Coordinate annotation records =
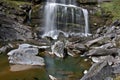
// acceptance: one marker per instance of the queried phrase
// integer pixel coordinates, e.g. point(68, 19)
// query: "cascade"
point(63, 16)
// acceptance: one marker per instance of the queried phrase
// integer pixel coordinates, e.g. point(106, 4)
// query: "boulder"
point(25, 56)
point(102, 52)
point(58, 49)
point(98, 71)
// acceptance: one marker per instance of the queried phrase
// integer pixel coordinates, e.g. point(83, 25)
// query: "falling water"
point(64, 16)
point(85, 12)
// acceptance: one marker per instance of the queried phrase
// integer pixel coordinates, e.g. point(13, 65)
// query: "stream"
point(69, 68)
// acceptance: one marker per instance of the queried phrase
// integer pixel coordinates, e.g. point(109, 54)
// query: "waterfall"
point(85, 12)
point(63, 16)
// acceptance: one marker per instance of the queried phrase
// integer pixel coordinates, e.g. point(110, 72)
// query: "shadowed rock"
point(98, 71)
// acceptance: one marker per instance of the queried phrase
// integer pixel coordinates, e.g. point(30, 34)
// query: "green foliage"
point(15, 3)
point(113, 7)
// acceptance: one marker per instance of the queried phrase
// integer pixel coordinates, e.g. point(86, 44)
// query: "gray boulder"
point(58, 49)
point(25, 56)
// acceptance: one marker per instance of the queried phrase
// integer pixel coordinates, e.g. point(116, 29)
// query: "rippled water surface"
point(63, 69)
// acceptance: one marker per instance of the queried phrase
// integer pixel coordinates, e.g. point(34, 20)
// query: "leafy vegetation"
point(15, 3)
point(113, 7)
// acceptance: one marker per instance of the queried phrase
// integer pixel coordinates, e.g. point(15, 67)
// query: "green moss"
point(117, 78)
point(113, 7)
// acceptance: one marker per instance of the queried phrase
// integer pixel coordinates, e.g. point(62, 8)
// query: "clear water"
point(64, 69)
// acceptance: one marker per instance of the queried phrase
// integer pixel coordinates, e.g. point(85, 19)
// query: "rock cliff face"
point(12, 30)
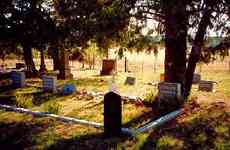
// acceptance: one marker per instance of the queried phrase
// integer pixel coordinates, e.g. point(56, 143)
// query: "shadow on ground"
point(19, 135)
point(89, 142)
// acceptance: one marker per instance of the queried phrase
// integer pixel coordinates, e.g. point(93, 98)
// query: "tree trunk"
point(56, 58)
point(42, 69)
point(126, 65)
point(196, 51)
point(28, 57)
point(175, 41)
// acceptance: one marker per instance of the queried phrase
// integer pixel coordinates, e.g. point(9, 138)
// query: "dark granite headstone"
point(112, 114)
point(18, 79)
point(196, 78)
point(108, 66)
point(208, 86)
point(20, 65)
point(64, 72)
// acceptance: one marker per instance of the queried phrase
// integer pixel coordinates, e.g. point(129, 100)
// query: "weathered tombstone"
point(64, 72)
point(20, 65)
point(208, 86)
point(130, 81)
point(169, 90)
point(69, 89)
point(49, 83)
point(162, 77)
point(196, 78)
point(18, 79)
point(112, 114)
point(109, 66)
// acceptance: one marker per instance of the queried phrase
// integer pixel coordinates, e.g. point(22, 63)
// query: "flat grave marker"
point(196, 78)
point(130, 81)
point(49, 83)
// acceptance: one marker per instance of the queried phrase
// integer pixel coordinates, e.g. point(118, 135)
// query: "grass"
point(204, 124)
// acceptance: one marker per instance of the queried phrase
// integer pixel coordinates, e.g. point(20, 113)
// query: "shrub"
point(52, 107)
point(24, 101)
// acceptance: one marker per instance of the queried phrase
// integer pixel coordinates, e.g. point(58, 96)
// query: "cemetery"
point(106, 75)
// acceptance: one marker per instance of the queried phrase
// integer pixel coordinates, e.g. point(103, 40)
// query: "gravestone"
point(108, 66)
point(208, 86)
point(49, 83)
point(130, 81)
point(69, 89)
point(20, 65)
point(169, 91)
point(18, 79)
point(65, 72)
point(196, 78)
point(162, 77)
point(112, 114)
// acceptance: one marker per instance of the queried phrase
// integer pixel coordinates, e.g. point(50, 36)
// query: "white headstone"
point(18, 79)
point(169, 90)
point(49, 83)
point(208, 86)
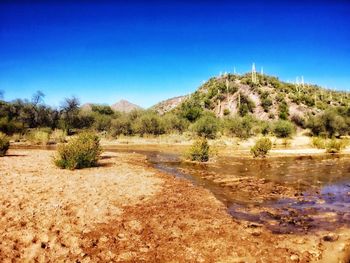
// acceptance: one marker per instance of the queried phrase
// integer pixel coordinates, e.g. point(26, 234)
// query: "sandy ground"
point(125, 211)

---

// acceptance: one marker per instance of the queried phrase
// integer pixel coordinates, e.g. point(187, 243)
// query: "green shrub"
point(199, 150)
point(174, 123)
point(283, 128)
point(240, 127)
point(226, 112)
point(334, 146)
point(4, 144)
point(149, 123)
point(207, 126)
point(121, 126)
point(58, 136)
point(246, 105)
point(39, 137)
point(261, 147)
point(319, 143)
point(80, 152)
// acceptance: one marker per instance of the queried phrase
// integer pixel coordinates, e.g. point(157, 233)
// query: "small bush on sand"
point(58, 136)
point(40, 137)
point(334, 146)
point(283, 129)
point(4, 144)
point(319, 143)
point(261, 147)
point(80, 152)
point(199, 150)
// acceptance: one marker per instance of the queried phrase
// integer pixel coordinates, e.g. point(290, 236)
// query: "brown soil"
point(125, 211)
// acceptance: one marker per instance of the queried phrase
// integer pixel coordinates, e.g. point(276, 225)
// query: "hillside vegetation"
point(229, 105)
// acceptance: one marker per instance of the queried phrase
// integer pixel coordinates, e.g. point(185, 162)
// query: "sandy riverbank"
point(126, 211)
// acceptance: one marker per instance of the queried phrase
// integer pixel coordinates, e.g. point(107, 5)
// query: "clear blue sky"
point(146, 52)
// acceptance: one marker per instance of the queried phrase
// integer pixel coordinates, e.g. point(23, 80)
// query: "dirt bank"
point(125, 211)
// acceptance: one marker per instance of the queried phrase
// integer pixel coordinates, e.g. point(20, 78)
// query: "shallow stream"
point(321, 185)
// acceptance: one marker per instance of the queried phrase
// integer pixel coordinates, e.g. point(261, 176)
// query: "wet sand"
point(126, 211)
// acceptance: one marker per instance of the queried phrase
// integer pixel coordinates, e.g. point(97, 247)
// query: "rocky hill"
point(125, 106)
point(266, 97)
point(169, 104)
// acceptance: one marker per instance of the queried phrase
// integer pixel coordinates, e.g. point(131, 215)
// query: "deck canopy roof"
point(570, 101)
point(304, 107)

INSTRUCTIONS FOR THE TASK =
Select every line of the listing that contains the word "vegetation" and copy each one.

ANSWER FOR THIS EXERCISE =
// query: "leafy vegetation"
// query: "hillside vegetation"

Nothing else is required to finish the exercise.